### [DOKUMENTAUSZUG]
§ §

Auf der Rückfahrt habe ich dann überlegt: Die Zeitlupe resultierte aus den verwendeten Kompressionsalgorithmen, weil selbst die gigantische Datenrate von 2 Mbit/s der Glasfaserverbindung für unkomprimiertes Video nicht ausreichte. Da außer der Post niemand ein Glasfasernetzwerk in Deutschland hatte, war Videokonferenz ähnlich exotisch wie ein Flug mit der Concord nach New York: teuer, unbequem, aber sexy. Doch was wäre, wenn in jedem Büro …
Heute alles easy, oder?
Zeitsprung zurück zu meinem Partner in Hamburg: 35 Jahre Entwicklung, 300 Mbit per LTE, Kompressionsverfahren vom Feinsten, Kamera, Mikrofon und Lautsprecher in jedem Laptop, Phablet oder Smartphone. Sollte doch kein Problem mehr sein, oder?
Ohhhhh doch! Es gibt eigentlich nur eine Situation, die problemlos ist: Wenn eine Seite über keine Lösung verfügt. Hört sich bekloppt an, ist aber so. Denn dann muss die eine, unbeleckte Seite einen Was-auch-immer installieren, die Verbindung wird aufgebaut, und dann steht sie. OK, bis dann keine Rückkopplung mehr das Großraumbüro akustisch lahmlegt, die richtige der drei verfügbaren Kameras ausgewählt wurde und die Beleuchtung und Sitzposition so gewählt ist, dass die andere Seite etwas erkennen kann, dauert es schon ein wenig. Aber hey: In der Regel kostet das weniger Zeit als die Parkplatzsuche am Flughafen Stuttgart.
Schwierig wird es, wenn beide Seiten eine eigene Lösung haben und noch nie miteinander konferiert haben. Das führt dann zu skurrilen Situationen. Wir setzen hausintern eine fantastische Lösung ein, die ohne „spezielle“ Hardware funktioniert. Auf PCs in unseren Konferenzräumen sind diese Lösungen installiert, unsere Kollegen im Außendienst und unsere Kollegen im Homeoffice konferieren auf Knopfdruck mit Uhingen. In dringenden Fällen fährt der Kollege, der im Auto unterwegs ist, auf den nächsten Rastplatz, stellt sein Handy durch das Lenkrad quer in sein Armaturenbrett und nimmt an einer Sitzung teil, als wäre er dabei. Schöne neue Welt.

§ §

[Einträge aus einer Datenquelle]
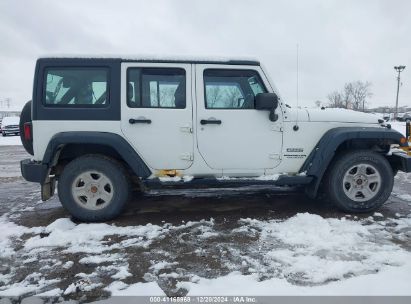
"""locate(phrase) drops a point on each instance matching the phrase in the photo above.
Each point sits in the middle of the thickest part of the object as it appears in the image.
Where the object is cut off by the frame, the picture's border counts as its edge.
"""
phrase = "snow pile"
(302, 255)
(393, 281)
(404, 197)
(313, 250)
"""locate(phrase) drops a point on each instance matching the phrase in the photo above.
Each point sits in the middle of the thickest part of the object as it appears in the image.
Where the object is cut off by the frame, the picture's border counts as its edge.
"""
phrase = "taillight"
(27, 131)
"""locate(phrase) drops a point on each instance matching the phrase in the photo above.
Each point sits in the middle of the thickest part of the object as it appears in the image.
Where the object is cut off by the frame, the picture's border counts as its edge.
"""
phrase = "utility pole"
(399, 69)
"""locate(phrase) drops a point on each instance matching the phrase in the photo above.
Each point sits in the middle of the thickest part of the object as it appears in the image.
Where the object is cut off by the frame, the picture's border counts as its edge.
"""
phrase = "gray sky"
(339, 41)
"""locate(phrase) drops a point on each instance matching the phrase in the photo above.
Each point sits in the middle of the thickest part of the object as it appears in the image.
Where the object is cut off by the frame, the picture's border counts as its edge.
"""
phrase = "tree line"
(353, 96)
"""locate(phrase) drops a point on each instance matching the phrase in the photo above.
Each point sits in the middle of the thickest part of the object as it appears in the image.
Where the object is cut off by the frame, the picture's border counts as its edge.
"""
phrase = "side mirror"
(268, 102)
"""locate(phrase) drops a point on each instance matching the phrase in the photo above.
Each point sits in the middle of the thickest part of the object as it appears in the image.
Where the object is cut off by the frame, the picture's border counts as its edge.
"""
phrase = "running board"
(283, 180)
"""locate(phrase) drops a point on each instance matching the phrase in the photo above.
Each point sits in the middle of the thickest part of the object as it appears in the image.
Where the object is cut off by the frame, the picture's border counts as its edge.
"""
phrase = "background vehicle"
(10, 125)
(105, 126)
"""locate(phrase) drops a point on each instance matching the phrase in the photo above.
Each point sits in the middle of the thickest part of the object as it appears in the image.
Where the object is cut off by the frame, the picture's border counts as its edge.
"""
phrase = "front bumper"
(404, 160)
(33, 171)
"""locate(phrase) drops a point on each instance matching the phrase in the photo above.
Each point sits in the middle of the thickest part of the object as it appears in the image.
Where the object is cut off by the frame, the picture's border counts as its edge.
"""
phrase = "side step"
(283, 180)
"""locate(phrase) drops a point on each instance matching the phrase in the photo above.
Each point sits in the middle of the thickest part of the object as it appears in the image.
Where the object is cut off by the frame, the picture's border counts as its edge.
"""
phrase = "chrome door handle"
(210, 122)
(139, 120)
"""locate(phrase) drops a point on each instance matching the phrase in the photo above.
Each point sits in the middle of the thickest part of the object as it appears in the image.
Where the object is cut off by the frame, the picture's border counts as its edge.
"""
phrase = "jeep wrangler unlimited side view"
(101, 127)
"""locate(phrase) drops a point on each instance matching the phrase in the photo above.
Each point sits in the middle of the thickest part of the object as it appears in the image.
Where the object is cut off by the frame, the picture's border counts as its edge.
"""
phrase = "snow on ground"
(10, 140)
(304, 254)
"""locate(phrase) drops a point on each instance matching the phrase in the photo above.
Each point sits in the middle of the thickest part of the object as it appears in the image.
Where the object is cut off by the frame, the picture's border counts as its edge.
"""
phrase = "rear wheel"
(94, 188)
(360, 181)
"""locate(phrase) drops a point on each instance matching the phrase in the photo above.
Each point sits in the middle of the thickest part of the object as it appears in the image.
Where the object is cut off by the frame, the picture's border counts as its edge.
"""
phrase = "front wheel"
(360, 181)
(94, 188)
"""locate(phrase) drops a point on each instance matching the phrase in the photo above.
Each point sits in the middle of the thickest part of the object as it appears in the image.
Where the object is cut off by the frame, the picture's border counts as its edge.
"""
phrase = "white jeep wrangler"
(100, 127)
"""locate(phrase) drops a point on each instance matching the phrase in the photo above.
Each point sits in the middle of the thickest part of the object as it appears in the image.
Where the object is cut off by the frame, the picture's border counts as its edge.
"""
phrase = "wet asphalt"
(20, 202)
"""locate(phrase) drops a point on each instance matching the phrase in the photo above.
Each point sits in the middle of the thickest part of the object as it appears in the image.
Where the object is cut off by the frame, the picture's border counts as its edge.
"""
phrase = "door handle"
(210, 122)
(140, 120)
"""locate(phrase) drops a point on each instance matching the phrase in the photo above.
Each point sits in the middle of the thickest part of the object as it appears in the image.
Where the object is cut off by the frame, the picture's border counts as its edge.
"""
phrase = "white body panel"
(247, 143)
(44, 130)
(240, 142)
(167, 142)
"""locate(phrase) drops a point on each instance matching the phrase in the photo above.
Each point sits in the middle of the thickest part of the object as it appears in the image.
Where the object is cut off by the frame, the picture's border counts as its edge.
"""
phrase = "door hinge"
(274, 156)
(187, 156)
(277, 128)
(186, 129)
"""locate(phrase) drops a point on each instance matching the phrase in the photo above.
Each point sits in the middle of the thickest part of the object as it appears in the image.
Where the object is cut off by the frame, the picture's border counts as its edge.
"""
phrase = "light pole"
(399, 69)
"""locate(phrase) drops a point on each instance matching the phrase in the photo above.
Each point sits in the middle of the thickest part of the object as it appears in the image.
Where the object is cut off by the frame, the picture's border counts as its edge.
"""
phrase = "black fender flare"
(115, 141)
(321, 156)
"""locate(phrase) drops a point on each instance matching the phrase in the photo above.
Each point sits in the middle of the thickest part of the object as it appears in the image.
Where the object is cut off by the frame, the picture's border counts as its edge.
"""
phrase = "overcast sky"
(339, 41)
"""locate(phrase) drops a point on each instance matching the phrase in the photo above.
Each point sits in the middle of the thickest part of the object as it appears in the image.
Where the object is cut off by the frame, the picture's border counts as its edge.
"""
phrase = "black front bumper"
(33, 171)
(405, 161)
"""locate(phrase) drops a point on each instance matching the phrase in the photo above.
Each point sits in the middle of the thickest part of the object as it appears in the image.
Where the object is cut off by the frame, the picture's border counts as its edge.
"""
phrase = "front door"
(231, 133)
(156, 115)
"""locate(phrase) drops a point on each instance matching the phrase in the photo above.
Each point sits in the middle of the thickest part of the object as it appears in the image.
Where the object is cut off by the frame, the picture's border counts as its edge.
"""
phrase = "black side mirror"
(268, 102)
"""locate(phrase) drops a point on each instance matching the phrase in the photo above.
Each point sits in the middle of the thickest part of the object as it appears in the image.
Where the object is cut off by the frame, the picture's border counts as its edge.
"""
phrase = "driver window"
(76, 86)
(231, 89)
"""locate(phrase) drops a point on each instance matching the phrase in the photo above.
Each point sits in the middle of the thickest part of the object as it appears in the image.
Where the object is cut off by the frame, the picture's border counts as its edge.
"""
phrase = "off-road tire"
(109, 168)
(334, 180)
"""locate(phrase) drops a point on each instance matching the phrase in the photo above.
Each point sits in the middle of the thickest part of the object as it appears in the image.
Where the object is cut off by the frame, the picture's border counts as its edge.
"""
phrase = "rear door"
(156, 113)
(232, 135)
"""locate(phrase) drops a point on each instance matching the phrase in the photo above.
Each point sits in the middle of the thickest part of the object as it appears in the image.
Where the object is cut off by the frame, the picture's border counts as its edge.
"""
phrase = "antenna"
(296, 127)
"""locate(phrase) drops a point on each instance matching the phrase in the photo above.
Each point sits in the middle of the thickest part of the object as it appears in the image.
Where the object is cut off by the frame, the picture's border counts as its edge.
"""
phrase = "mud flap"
(48, 188)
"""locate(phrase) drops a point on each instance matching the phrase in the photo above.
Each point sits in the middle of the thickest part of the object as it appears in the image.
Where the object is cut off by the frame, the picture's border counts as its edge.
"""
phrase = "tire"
(359, 181)
(94, 188)
(25, 116)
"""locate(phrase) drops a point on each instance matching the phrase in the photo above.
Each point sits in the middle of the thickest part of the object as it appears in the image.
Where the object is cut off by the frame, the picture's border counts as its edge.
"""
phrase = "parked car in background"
(10, 126)
(405, 117)
(103, 127)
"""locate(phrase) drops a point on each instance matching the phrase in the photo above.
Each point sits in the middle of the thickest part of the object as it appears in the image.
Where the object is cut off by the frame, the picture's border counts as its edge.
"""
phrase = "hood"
(342, 115)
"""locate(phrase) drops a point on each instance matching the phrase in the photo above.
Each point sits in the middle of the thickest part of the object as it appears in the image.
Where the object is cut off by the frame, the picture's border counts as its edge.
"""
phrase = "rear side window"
(231, 89)
(156, 88)
(86, 87)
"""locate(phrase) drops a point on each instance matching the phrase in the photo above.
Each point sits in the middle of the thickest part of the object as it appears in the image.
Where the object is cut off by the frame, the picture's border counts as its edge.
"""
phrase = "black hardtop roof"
(95, 59)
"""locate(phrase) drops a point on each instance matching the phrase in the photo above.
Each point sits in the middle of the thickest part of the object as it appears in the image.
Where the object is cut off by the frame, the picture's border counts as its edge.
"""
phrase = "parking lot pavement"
(176, 239)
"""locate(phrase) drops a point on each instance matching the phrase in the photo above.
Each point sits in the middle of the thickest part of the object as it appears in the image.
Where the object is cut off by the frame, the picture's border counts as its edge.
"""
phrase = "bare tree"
(353, 96)
(335, 100)
(347, 95)
(359, 92)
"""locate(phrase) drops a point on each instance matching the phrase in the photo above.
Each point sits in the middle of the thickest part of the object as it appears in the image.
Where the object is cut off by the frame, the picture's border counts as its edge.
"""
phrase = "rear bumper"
(404, 160)
(33, 171)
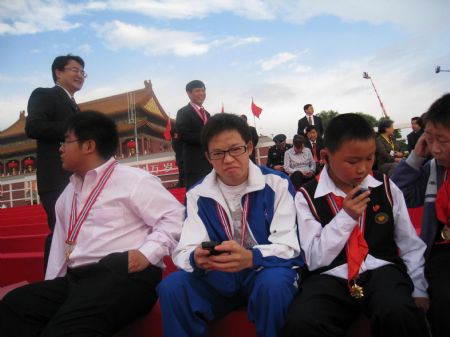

§ §

### [DIE AUFGABE]
Welche Datenrate hatte die Glasfaserverbindung laut dem Dokumentauszug? Antworte bitte in wenigen Worten. Für die Bearbeitung sind die Zeilen nicht nötig.

### [SCHRIFTLICHE LÖSUNG]
2 Mbit/s.